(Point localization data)
>>>
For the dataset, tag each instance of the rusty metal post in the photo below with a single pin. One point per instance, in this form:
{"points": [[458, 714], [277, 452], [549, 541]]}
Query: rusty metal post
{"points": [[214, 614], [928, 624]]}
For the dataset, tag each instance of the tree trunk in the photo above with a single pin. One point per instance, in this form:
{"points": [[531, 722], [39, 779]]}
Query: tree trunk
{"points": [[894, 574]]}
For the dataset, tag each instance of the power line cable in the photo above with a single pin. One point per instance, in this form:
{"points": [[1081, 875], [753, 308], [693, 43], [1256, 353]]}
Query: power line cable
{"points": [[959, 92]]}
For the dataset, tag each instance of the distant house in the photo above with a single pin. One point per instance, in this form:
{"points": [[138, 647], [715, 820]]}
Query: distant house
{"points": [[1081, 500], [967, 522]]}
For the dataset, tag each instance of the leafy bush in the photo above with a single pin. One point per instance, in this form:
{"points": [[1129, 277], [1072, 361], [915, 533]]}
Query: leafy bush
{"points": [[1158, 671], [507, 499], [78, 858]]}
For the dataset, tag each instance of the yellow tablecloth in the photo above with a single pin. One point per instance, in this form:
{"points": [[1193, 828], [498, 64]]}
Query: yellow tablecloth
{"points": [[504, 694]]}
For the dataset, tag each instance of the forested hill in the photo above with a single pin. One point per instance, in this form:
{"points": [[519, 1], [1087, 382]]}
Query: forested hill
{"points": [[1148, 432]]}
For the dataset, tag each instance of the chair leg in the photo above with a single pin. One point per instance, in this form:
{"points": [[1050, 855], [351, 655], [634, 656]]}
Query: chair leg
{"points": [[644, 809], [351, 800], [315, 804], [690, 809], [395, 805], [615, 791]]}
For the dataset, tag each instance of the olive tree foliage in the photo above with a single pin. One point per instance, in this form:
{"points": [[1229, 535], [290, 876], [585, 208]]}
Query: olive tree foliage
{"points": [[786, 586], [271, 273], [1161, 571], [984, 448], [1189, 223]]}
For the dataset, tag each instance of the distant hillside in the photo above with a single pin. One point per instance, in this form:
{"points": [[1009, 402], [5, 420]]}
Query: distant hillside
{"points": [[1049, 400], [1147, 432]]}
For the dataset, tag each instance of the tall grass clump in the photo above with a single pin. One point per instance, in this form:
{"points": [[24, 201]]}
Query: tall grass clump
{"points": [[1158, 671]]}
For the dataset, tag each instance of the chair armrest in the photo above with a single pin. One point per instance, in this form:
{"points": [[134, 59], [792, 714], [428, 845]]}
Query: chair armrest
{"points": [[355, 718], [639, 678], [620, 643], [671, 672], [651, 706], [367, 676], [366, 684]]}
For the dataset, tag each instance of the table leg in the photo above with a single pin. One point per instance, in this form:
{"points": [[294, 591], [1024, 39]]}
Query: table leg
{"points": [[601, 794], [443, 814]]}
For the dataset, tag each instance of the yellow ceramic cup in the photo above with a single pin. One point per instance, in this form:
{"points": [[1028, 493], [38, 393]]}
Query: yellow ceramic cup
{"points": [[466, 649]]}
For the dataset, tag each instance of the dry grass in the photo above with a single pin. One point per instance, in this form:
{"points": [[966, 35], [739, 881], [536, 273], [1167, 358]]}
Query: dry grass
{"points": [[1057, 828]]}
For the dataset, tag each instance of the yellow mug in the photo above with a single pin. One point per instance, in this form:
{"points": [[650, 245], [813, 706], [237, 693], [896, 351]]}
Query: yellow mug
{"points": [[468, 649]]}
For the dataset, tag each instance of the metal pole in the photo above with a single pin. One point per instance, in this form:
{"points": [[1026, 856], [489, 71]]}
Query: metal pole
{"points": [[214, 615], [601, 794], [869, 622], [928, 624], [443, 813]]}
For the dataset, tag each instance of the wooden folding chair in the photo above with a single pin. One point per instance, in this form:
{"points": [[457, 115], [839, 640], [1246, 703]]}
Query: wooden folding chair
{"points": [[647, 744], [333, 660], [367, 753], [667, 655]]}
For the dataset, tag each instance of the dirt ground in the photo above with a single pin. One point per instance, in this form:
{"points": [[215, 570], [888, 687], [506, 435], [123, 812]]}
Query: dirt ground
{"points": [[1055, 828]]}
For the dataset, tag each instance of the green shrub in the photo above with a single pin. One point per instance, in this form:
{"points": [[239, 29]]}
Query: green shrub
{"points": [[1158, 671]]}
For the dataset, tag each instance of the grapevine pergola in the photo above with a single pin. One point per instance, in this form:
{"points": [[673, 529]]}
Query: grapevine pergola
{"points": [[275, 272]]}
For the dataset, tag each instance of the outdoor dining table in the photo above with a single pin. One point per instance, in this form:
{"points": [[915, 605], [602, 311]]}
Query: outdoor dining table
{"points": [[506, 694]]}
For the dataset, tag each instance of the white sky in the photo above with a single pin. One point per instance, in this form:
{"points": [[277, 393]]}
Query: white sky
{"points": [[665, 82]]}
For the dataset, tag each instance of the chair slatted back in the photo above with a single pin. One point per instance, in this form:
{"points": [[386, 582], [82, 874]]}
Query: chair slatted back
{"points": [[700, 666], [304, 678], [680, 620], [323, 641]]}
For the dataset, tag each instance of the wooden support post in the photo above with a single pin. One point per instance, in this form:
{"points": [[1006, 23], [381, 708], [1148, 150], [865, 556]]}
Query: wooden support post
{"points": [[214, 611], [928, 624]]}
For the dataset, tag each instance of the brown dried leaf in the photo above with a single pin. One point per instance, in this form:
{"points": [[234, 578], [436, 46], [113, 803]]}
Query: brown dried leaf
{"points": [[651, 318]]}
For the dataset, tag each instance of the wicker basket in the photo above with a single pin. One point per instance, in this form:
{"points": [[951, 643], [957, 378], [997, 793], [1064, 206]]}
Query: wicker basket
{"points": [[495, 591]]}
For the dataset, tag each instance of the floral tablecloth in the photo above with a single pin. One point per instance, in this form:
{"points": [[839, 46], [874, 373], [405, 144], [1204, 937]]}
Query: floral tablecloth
<<<
● TASK PROMPT:
Your answer should be a single number, namely how many lines of the data above hold "floral".

● EXERCISE SOLUTION:
2